_THE REQUEST:_
Copy out every line of the data below word for word, including the point coordinates. Omit the picture.
Begin
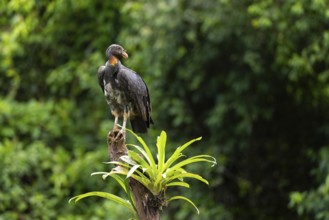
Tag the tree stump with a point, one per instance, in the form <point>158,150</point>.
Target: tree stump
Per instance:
<point>146,203</point>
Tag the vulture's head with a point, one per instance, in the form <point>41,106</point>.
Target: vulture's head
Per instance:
<point>117,51</point>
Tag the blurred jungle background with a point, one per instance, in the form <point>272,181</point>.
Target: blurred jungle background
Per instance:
<point>250,77</point>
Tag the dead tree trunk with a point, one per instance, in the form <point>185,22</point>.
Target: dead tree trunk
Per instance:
<point>147,204</point>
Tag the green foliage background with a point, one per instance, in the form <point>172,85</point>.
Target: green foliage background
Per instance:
<point>251,77</point>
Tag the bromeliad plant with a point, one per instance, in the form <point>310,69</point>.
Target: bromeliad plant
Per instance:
<point>155,175</point>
End
_EXERCISE ANSWER:_
Tag the tree stump with a point, one per instance, in the form <point>158,150</point>.
Target: tree stump
Per instance:
<point>146,203</point>
Tag the vulture's head with a point, one per instance, in the form <point>41,106</point>.
Target: vulture's head
Per instance:
<point>117,51</point>
Tag the blurred jungle background with a point, one per instance, in the form <point>272,181</point>.
Target: blurred jungle background
Per instance:
<point>250,77</point>
Tag the dead tree trunk with a point, one per instance, in the form <point>185,22</point>.
Target: dead tree trunk
Per instance:
<point>147,204</point>
Tag the green foliage background with a point, one per instance, in the form <point>172,85</point>.
Target: green foliage background
Per instance:
<point>251,77</point>
Tag the bromeliad plant with a point, one per instance, in the form <point>310,69</point>.
Target: bromeliad plant
Per instance:
<point>155,175</point>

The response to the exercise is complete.